__DOCUMENT EXCERPT__.
By Joe Lo, Chloé Farand and Isabelle Gerretsen
Published on 31/03/2022


The Canadian government has delayed announcing a cap on the production emissions of its huge oil and gas sector, saying it needs more time to consult with the industry.

Justin Trudeau’s government announced its emissions reduction plan on Tuesday, outlining how it plans to meet its target to reduce emissions by 40-45% between 2005 and 2030.

It predicts that oil production will continue to grow while emissions from oil production fall. Campaigners said this “doesn’t add up” and “bets too heavily on [carbon capture technology]”.

At Cop26, Trudeau told world leaders that the town of Lytton had burned down because of climate change and promised “we’ll cap oil and gas sector emissions today and ensure they decrease tomorrow at a pace and scale needed to reach net zero by 2050”.

“That’s no small task for a major oil and gas producing country,” he said. “It’s a big step that’s absolutely necessary.”

But Tuesday’s plan did not include a cap on production emissions from oil and gas. Environment minister Steven Guilbeault said earlier this month that this policy will be deferred to late 2022 or early 2023.

Announcing the plan in Vancouver, natural resources minister Jonathan Wilkinson explained: “We committed to the [oil and gas] sector that we would work with them in a collaborative basis to establish the cap”.

He added: “We will be working with them over the coming months to ensure we put in place an appropriate cap that’s going to work in a manner that will continue to employ people but that will allow us to get at those emissions”.

The way in which the cap is implemented is still up for debate. Guilbeault has said that a cap and trade system is one of the options. This is when a limited number of pollution permits are issued in key sectors and companies that cut their emissions faster can sell unused allowances to those emitting more.

The government projects that emissions from oil and gas production will decline 42% on 2019 levels, while oil production will rise 22% between 2020 and 2030.

The emissions reduction plan states: “The intent of the cap is not to bring reductions in production that are not driven by declines in global demand”.

Catherine Abreu, director of Destination Zero, told Climate Home it was good that Canada is “finally moving to address the glaring gap in all of its previous climate plans – the oil and gas sector”.

But, she said: “Increasing oil production while trying to reduce oil and gas emissions doesn’t add up… Canadian governments need to ask whether it makes sense to keep ramping up extraction in this critical decade of decarbonisation.”

Measures to reduce emissions without reducing production include tax credits for carbon capture technology and potentially domestic and international carbon offsets for “a small portion of the reductions”, the plan says.

Julia Levin, from the Environmental Defence Canada, said the plan “bets much too heavily on [carbon capture]”.

Jan Gorski, from the Pembina Institute think tank said that the projected oil and gas emissions reductions for 2030 were not ambitious enough. He said that the industry’s fair share was a 45% reduction from 2005 levels by 2030 not the plan’s 31% projection.

His analysis suggests this can be achieved through stopping methane leaks and venting, electrification, carbon capture, facilities reaching their end of life and “other decarbonisation activities for which we do not yet have adequate information”.

While campaigners criticised it, the oil and gas industry welcomed the plan. The Canadian Association of Petroleum Producers said that it “acknowledges that global demand for natural gas and oil will continue for decades and Canada has a role to play in providing lower emission resources to the world’s energy mix”.

__EXERCISE REQUIREMENTS__.
A - In the article on Canada's emissions plan, what reduction did Jan Gorski call the oil and gas industry's fair share by 2030?
B - From the article on Canada's emissions plan, quote the passage starting with "The way in which" and going on through "2020 and 2030.".
C - Shorten the paragraph of the article on Canada's emissions plan that begins "The way in which the cap is implemented" and keep its main facts.

__Collected data__.
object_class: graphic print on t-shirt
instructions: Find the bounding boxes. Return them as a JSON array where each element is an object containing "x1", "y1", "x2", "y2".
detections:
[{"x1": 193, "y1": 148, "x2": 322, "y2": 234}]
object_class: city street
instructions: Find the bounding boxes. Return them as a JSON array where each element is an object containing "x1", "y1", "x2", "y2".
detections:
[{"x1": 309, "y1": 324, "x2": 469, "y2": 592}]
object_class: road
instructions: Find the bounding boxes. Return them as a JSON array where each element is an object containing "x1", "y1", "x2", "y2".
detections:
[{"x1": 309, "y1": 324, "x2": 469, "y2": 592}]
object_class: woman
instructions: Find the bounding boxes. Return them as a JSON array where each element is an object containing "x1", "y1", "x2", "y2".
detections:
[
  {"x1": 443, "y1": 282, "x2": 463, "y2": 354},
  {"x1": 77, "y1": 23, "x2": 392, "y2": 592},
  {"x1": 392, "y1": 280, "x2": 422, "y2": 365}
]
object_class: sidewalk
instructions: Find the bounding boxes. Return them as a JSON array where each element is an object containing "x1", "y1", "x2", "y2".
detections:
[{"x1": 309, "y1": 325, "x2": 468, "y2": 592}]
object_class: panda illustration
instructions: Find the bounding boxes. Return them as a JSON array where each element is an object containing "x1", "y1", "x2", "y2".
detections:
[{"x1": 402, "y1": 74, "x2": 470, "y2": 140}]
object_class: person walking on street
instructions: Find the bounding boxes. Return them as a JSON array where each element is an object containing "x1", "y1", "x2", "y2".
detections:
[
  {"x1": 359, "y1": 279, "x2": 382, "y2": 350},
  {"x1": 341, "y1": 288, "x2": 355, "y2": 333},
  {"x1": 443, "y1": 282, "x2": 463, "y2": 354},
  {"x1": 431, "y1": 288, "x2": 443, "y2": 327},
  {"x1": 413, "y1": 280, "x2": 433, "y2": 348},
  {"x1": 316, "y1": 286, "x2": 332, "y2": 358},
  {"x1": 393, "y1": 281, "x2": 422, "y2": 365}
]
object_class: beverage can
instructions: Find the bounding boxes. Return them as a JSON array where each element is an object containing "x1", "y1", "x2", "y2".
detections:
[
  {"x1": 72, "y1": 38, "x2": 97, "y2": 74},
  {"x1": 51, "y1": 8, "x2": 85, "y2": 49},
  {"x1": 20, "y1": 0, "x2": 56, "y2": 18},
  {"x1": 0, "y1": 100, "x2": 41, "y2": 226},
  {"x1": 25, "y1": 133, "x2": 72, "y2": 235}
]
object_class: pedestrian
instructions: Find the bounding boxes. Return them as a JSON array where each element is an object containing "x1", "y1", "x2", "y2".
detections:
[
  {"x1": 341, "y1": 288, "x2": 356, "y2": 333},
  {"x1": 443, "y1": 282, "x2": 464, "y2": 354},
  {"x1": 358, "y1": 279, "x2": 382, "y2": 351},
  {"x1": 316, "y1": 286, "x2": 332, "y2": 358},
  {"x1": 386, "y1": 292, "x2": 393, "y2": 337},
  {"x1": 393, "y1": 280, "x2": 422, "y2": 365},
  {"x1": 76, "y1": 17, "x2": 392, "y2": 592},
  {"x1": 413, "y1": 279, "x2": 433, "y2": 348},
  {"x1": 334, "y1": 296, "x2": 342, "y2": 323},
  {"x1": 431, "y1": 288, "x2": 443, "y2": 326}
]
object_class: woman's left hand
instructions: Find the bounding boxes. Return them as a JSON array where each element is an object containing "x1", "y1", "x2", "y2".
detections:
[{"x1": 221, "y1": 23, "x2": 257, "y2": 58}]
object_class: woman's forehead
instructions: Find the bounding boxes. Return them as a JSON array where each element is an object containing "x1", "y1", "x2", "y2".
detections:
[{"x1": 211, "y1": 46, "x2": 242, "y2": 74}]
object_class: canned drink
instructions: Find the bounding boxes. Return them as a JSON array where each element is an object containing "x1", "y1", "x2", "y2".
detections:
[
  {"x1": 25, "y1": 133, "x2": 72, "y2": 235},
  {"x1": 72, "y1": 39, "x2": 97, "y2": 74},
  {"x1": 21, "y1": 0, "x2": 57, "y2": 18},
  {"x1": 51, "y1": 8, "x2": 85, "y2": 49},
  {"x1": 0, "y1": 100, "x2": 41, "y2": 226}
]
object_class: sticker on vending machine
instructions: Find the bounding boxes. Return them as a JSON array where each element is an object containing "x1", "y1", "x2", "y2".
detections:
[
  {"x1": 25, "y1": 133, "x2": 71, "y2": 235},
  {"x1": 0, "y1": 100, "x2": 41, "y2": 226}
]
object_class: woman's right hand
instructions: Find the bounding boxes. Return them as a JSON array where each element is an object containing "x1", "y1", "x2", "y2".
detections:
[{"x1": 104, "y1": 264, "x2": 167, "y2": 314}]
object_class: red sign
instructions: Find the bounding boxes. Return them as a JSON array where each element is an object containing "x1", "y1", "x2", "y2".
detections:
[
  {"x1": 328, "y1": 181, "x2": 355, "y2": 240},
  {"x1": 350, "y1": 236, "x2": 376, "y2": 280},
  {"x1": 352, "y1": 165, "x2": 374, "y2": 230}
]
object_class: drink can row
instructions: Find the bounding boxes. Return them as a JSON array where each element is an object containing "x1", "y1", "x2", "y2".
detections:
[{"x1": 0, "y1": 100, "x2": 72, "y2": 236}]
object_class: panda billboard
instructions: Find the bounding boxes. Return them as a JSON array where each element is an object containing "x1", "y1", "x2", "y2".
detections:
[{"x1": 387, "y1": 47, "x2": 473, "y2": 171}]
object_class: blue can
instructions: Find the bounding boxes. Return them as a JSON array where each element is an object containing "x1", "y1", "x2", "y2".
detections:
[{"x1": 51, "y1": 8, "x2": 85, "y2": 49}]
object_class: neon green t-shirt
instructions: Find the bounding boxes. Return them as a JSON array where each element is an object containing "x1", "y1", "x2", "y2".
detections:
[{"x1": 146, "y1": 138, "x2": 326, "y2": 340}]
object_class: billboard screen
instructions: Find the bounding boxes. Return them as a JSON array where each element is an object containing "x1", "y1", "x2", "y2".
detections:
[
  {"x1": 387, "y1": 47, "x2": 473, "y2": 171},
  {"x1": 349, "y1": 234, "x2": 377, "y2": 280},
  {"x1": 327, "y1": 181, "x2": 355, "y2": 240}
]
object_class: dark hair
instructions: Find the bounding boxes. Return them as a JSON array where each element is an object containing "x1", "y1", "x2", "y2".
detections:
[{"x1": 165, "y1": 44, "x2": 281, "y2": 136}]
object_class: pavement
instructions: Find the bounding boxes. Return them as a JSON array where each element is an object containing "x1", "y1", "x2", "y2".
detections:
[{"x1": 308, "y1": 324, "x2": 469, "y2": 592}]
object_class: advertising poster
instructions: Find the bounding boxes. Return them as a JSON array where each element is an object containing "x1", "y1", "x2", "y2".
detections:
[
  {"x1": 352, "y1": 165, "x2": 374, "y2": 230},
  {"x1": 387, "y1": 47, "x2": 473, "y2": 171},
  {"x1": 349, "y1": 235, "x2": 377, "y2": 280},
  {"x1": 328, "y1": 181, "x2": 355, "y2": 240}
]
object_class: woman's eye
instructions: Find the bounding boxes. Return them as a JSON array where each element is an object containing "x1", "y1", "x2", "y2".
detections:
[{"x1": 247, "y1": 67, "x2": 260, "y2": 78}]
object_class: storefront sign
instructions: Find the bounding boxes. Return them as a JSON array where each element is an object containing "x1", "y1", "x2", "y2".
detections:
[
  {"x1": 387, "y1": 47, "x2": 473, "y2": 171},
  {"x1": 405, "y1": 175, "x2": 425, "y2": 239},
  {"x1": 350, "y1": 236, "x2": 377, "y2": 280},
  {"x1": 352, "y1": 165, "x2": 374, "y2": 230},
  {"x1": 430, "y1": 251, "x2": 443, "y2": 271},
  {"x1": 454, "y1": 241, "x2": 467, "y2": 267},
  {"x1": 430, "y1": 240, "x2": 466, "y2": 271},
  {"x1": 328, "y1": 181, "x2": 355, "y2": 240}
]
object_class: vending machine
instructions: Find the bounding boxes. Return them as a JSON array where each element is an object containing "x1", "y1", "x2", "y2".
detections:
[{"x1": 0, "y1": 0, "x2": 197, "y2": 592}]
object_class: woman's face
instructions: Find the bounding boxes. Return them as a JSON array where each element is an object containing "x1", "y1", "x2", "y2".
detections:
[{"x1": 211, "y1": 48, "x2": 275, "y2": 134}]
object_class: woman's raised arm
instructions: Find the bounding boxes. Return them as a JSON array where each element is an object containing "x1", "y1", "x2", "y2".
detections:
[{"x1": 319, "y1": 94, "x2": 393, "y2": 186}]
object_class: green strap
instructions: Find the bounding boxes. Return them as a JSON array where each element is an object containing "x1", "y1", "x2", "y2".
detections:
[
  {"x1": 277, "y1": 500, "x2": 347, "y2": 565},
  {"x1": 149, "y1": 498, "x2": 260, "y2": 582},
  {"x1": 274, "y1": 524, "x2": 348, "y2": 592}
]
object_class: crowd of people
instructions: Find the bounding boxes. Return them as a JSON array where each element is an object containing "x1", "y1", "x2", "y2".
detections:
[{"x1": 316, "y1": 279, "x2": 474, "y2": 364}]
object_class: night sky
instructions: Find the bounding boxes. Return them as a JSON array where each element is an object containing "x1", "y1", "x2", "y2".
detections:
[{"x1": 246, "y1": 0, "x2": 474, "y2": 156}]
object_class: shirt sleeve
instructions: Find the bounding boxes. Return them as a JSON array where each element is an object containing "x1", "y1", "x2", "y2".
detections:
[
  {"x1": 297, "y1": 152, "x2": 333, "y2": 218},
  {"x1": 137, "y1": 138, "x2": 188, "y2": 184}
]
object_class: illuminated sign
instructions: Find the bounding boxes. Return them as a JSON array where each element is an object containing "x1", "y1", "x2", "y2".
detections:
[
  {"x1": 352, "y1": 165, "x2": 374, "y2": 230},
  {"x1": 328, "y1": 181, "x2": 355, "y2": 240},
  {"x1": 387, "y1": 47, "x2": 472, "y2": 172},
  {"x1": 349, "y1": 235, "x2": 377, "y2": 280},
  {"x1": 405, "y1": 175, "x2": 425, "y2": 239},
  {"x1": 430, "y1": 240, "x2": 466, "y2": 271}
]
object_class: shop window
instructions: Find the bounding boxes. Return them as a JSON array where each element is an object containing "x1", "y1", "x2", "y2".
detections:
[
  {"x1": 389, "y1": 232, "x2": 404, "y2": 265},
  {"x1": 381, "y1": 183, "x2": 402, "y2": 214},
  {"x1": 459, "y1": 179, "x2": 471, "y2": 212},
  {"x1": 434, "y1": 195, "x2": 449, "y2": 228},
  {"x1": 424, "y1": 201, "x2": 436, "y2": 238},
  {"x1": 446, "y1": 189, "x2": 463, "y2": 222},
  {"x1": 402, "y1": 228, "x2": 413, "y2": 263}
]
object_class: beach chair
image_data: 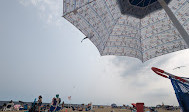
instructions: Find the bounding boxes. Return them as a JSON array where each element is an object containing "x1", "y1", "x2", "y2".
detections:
[
  {"x1": 152, "y1": 67, "x2": 189, "y2": 112},
  {"x1": 3, "y1": 103, "x2": 14, "y2": 111}
]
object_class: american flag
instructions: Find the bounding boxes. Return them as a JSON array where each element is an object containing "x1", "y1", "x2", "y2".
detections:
[{"x1": 68, "y1": 96, "x2": 71, "y2": 100}]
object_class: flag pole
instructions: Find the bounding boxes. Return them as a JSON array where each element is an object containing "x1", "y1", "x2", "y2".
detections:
[{"x1": 158, "y1": 0, "x2": 189, "y2": 47}]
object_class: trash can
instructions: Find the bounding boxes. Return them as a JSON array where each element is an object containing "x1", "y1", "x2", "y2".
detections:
[{"x1": 136, "y1": 103, "x2": 144, "y2": 112}]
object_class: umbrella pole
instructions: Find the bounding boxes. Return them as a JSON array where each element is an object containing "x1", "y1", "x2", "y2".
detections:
[{"x1": 158, "y1": 0, "x2": 189, "y2": 47}]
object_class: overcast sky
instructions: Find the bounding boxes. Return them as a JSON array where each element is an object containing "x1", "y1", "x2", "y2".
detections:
[{"x1": 0, "y1": 0, "x2": 189, "y2": 106}]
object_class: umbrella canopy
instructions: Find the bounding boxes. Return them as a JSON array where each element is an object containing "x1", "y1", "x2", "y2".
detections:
[{"x1": 63, "y1": 0, "x2": 189, "y2": 62}]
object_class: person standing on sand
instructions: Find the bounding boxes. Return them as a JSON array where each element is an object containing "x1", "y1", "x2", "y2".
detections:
[{"x1": 37, "y1": 95, "x2": 42, "y2": 112}]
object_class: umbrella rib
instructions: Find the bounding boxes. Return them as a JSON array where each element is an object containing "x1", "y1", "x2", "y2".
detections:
[{"x1": 62, "y1": 0, "x2": 96, "y2": 17}]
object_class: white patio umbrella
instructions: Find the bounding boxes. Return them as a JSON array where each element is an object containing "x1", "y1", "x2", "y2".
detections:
[{"x1": 63, "y1": 0, "x2": 189, "y2": 62}]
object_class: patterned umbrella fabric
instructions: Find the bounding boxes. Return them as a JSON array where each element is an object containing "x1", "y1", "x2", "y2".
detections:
[{"x1": 63, "y1": 0, "x2": 189, "y2": 62}]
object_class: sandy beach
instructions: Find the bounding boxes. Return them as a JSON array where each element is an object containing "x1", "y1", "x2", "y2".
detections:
[{"x1": 0, "y1": 107, "x2": 180, "y2": 112}]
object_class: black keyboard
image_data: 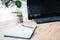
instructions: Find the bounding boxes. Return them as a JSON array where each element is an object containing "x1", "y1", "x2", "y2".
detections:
[{"x1": 33, "y1": 16, "x2": 60, "y2": 24}]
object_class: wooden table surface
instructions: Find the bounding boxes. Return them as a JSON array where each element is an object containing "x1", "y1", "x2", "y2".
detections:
[{"x1": 0, "y1": 21, "x2": 60, "y2": 40}]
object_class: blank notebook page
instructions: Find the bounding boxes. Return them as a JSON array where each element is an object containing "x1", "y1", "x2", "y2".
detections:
[{"x1": 5, "y1": 25, "x2": 36, "y2": 38}]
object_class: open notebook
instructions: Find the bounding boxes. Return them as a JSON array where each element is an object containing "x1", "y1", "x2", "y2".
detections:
[{"x1": 4, "y1": 25, "x2": 36, "y2": 39}]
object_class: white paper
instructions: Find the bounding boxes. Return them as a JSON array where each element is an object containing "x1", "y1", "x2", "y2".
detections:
[{"x1": 5, "y1": 25, "x2": 36, "y2": 38}]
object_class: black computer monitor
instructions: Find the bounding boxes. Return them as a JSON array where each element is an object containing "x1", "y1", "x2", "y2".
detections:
[{"x1": 27, "y1": 0, "x2": 60, "y2": 22}]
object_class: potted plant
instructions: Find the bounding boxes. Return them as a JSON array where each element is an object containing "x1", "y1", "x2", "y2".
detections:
[{"x1": 1, "y1": 0, "x2": 23, "y2": 22}]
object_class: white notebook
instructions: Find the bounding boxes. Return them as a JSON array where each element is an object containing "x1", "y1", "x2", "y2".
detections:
[{"x1": 4, "y1": 25, "x2": 36, "y2": 38}]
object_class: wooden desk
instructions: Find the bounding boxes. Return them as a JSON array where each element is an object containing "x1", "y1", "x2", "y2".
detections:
[{"x1": 0, "y1": 21, "x2": 60, "y2": 40}]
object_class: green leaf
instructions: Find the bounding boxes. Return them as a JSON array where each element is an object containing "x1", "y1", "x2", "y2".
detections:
[{"x1": 15, "y1": 1, "x2": 21, "y2": 8}]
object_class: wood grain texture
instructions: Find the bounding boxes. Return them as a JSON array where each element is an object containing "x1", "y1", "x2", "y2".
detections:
[{"x1": 0, "y1": 21, "x2": 60, "y2": 40}]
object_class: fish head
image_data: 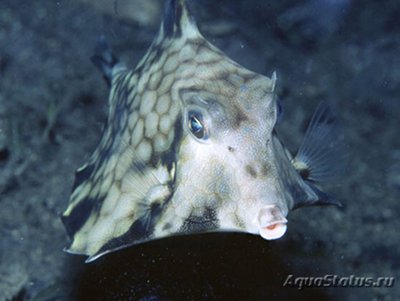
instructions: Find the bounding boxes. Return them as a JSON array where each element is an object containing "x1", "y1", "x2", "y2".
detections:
[
  {"x1": 62, "y1": 0, "x2": 340, "y2": 261},
  {"x1": 176, "y1": 67, "x2": 293, "y2": 239}
]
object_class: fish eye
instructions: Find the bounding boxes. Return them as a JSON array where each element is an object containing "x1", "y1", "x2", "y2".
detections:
[{"x1": 188, "y1": 111, "x2": 207, "y2": 139}]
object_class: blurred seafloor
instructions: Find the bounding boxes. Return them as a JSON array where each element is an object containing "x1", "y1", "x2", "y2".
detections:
[{"x1": 0, "y1": 0, "x2": 400, "y2": 301}]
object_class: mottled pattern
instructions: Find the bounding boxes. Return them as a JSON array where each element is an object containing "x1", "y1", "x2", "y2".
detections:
[{"x1": 63, "y1": 0, "x2": 328, "y2": 259}]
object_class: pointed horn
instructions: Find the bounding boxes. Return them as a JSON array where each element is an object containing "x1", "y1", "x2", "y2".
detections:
[{"x1": 162, "y1": 0, "x2": 198, "y2": 37}]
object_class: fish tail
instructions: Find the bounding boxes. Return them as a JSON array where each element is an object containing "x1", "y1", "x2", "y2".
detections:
[
  {"x1": 91, "y1": 35, "x2": 119, "y2": 86},
  {"x1": 293, "y1": 102, "x2": 347, "y2": 182}
]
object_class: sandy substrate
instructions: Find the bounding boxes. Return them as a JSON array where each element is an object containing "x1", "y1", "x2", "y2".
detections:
[{"x1": 0, "y1": 0, "x2": 400, "y2": 301}]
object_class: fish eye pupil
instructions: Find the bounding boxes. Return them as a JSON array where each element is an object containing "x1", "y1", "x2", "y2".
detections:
[{"x1": 189, "y1": 113, "x2": 204, "y2": 139}]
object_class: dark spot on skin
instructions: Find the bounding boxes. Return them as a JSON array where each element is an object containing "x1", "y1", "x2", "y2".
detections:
[
  {"x1": 181, "y1": 207, "x2": 218, "y2": 233},
  {"x1": 261, "y1": 165, "x2": 269, "y2": 176},
  {"x1": 163, "y1": 223, "x2": 172, "y2": 231},
  {"x1": 233, "y1": 106, "x2": 249, "y2": 128},
  {"x1": 298, "y1": 168, "x2": 310, "y2": 180},
  {"x1": 246, "y1": 165, "x2": 257, "y2": 178}
]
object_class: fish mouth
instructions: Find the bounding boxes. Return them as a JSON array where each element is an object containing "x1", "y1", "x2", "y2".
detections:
[{"x1": 257, "y1": 205, "x2": 287, "y2": 240}]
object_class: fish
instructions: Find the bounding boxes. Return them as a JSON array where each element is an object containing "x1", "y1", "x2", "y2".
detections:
[{"x1": 61, "y1": 0, "x2": 341, "y2": 262}]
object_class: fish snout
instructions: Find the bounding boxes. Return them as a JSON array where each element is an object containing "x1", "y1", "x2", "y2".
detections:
[{"x1": 257, "y1": 205, "x2": 287, "y2": 240}]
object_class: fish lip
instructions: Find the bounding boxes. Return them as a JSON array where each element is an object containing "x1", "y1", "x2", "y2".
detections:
[{"x1": 257, "y1": 204, "x2": 288, "y2": 240}]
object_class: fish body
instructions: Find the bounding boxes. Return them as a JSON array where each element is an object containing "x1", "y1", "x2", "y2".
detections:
[{"x1": 62, "y1": 0, "x2": 342, "y2": 261}]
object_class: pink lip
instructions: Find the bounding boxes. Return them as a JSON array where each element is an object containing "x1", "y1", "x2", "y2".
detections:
[{"x1": 258, "y1": 205, "x2": 287, "y2": 240}]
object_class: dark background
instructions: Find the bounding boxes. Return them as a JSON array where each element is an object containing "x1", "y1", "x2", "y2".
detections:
[{"x1": 0, "y1": 0, "x2": 400, "y2": 301}]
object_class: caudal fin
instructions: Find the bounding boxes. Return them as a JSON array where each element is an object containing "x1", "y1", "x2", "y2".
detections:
[{"x1": 293, "y1": 102, "x2": 346, "y2": 182}]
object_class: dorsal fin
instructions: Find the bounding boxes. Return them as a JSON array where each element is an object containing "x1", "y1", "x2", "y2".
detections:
[{"x1": 161, "y1": 0, "x2": 198, "y2": 38}]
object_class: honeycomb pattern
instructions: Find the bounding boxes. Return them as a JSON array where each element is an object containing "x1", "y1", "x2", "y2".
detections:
[{"x1": 64, "y1": 13, "x2": 273, "y2": 255}]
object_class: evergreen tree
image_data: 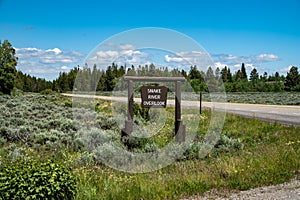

__EXPECTED RESPONSES__.
A - A 45% reduction from 2005 levels by 2030.

B -
The way in which the cap is implemented is still up for debate. Guilbeault has said that a cap and trade system is one of the options. This is when a limited number of pollution permits are issued in key sectors and companies that cut their emissions faster can sell unused allowances to those emitting more.

The government projects that emissions from oil and gas production will decline 42% on 2019 levels, while oil production will rise 22% between 2020 and 2030.

C - How the cap will be implemented is still undecided. Guilbeault has named cap and trade as one option. Under that system, a limited number of pollution permits are issued in key sectors, and companies that cut emissions faster can sell unused allowances to those emitting more.